* [Page text]:

The performance measures used in this project are the number of targets, which falls within the prediction intervals, and the cost function, which is determined as the mean squared distance from the edge of the prediction intervals to the corresponding targets, for all the targets which fall outside the prediction intervals.

Implementation

The implementation of the methods described above is done in Matlab, and makes extensive use of the matlab programs developed by professor Yu Hen Hu[2], or modification of these programs. The main file is IntervalNN, which sets up all the parameters for training the 10 Neural Networks, scales the data and divides it into a training set and a test set. Then it calls NNfunction, which is a modified version of bp.m, and takes care of training a neural network with the given training data and returns the found weights and the training data predictions. Given the weights, the test set predictions are calculated, and this procedure is repeated 10 times. Then the mean and variances of the training and test predictions are determined along with the training and test errors. Finally all the values are saved in IntNNvar.mat and the program c_test is called.

In c_test the prediction intervals for the baseline method and the variance method are calculated, and the performance of these intervals on both the train and test data is found. Then the cluster centers of the training feature vectors are found using the function cluster.m, which is a modified version of clusterdemo.m by professor Yu Hen Hu, and the membership of each of the training features is determined using kmeantest.m also developed by professor Yu Hen Hu. Then the prediction intervals are formed, and the training performance evaluated, after which the same is done for the test set. The whole scheme is run multiple times for different number of cluster centers, so the performance can be compared.

Finally disp_performance.m can be run. It uses the prediction intervals given by the number of cluster centers, which give the best performance in terms of the minimum cost function for the test data. These prediction intervals are plotted along with the training data and training predictions, and the same is done for the other two methods. Similar plots are made for the test data.

* [Data shown]:
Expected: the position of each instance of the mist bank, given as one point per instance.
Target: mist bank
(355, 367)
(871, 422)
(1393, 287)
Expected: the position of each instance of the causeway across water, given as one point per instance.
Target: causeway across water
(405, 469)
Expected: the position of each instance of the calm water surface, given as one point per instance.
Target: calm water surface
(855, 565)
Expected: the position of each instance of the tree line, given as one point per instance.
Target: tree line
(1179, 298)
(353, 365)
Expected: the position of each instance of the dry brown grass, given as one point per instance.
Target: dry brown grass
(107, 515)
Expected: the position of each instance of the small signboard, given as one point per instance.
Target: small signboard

* [Task to complete]: Print the passage on the Matlab implementation of prediction intervals word for word, starting with "The implementation of" and going on through "c_test is called.".

* [Answer]:
The implementation of the methods described above is done in Matlab, and makes extensive use of the matlab programs developed by professor Yu Hen Hu[2], or modification of these programs. The main file is IntervalNN, which sets up all the parameters for training the 10 Neural Networks, scales the data and divides it into a training set and a test set. Then it calls NNfunction, which is a modified version of bp.m, and takes care of training a neural network with the given training data and returns the found weights and the training data predictions. Given the weights, the test set predictions are calculated, and this procedure is repeated 10 times. Then the mean and variances of the training and test predictions are determined along with the training and test errors. Finally all the values are saved in IntNNvar.mat and the program c_test is called.